[PROBLEM TO SOLVE]
Rewrite the listing below, changing every "top-left corner" to "upper-left corner" and keeping everything else the same.

[EXERCISE MATERIALS]
+-------+

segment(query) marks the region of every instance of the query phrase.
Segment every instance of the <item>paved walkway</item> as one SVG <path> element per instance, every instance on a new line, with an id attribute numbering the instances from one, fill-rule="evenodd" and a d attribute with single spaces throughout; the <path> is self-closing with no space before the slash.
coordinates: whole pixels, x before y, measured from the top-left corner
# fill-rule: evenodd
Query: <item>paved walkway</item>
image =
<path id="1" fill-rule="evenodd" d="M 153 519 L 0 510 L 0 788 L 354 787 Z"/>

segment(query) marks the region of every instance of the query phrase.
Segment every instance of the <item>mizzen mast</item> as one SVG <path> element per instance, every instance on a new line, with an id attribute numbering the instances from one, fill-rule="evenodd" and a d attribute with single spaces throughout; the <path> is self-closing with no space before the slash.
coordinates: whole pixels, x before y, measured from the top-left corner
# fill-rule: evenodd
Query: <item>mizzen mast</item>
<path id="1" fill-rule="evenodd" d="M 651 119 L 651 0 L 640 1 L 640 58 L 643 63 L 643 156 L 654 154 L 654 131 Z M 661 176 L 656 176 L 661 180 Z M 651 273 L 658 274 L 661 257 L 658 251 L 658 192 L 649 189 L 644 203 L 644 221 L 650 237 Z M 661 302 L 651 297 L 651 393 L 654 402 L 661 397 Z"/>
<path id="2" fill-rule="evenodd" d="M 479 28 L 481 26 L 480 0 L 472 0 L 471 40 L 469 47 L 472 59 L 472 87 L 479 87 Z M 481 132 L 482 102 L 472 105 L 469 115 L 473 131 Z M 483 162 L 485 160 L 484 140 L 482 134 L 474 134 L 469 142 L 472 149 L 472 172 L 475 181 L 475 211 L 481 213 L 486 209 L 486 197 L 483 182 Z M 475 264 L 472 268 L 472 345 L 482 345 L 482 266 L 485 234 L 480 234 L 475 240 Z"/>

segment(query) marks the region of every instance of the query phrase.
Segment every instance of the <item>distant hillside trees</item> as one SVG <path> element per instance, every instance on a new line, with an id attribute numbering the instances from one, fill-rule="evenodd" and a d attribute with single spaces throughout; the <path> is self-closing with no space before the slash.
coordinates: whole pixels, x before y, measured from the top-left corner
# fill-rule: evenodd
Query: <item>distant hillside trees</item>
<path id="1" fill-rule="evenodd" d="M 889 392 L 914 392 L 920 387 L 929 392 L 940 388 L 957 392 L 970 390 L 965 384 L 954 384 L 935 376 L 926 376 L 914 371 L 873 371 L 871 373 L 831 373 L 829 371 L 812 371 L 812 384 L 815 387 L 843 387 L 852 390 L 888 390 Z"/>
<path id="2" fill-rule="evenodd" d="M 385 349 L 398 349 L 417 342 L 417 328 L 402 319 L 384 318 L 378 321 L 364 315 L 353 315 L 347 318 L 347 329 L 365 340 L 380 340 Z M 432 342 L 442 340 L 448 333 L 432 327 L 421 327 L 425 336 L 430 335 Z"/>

+-------+

[THE RESPONSE]
segment(query) marks the region of every instance of the query phrase.
Segment every instance of the <item>paved walkway</item> as one SVG <path> element per instance, every instance on a new line, with an id attribute numbering the instances from one, fill-rule="evenodd" and a d attribute with single spaces throughout; the <path> is self-closing with no space before the slash.
coordinates: whole pixels, x before y, measured from the upper-left corner
# fill-rule: evenodd
Query: <item>paved walkway</item>
image =
<path id="1" fill-rule="evenodd" d="M 153 519 L 0 510 L 0 788 L 354 787 Z"/>

segment(query) marks the region of every instance of the query phrase.
Segment every instance of the <item>mizzen mast</item> as one SVG <path> element per instance, every instance on a new line, with an id attribute numbering the instances from one, fill-rule="evenodd" and a d attribute with single spaces throughout; the <path> is self-closing with no space before the slash.
coordinates: whole pixels, x before y, measured from the upper-left corner
# fill-rule: evenodd
Query: <item>mizzen mast</item>
<path id="1" fill-rule="evenodd" d="M 651 119 L 651 0 L 640 1 L 640 58 L 643 63 L 643 156 L 654 154 L 654 131 Z M 661 176 L 656 176 L 661 180 Z M 651 273 L 658 274 L 661 257 L 658 251 L 658 192 L 649 189 L 644 203 L 644 221 L 650 237 Z M 661 302 L 651 297 L 651 393 L 654 402 L 661 397 Z"/>
<path id="2" fill-rule="evenodd" d="M 479 28 L 481 26 L 480 0 L 472 0 L 471 40 L 469 47 L 472 59 L 472 87 L 479 87 Z M 481 132 L 482 102 L 472 105 L 469 115 L 473 131 Z M 483 162 L 485 160 L 484 140 L 482 134 L 474 134 L 469 142 L 472 149 L 472 172 L 475 181 L 475 211 L 481 213 L 486 209 L 486 197 L 483 182 Z M 475 264 L 472 268 L 472 345 L 482 345 L 482 266 L 485 234 L 480 234 L 475 240 Z"/>

segment(query) marks the region of every instance of the query phrase.
Segment every instance of the <item>distant hillside trees</item> as one SVG <path> element per instance, every instance on a new line, with an id attribute numbering the instances from one, fill-rule="evenodd" and a d attribute with single spaces throughout; the <path> is self-closing with no space before the slash.
coordinates: whole pixels, x before y, measured from the upper-left corner
# fill-rule: evenodd
Query: <item>distant hillside trees</item>
<path id="1" fill-rule="evenodd" d="M 889 392 L 914 392 L 920 387 L 929 392 L 940 388 L 957 392 L 970 390 L 965 384 L 954 384 L 935 376 L 926 376 L 914 371 L 873 371 L 871 373 L 831 373 L 829 371 L 812 371 L 812 384 L 815 387 L 843 387 L 852 390 L 888 390 Z"/>
<path id="2" fill-rule="evenodd" d="M 385 349 L 398 349 L 417 342 L 417 328 L 402 319 L 384 318 L 378 321 L 364 315 L 353 315 L 347 318 L 347 329 L 365 340 L 380 340 Z M 432 342 L 442 340 L 448 333 L 432 327 L 421 327 L 425 336 L 430 335 Z"/>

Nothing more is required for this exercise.